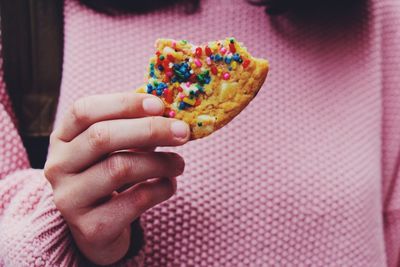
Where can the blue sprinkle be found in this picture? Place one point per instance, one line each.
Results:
(218, 57)
(182, 105)
(236, 57)
(228, 60)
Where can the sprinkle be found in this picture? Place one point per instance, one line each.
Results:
(189, 101)
(232, 47)
(171, 114)
(182, 105)
(198, 51)
(198, 102)
(246, 63)
(214, 70)
(197, 62)
(208, 51)
(234, 65)
(170, 57)
(192, 77)
(236, 57)
(149, 88)
(223, 50)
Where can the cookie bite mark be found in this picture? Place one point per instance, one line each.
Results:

━━━━━━━━━━━━━━━━━━━━━━━━━━━━━━

* [AIM OF THE TASK]
Take the listing above and restate it word for word, without its pictures.

* [TASK OUTPUT]
Where can the blue sprinkle be found in this picture? Place one point per instance, one line each.
Results:
(218, 57)
(182, 105)
(236, 57)
(228, 60)
Where can the sprinkle be found in this picture? Place one point per instance, one line each.
Results:
(189, 101)
(232, 47)
(171, 114)
(182, 105)
(198, 51)
(198, 102)
(246, 63)
(214, 70)
(197, 62)
(208, 51)
(234, 65)
(170, 57)
(192, 77)
(236, 57)
(149, 88)
(223, 50)
Where can the cookie bite mark be found in this picture? Place one point per instance, one line each.
Results:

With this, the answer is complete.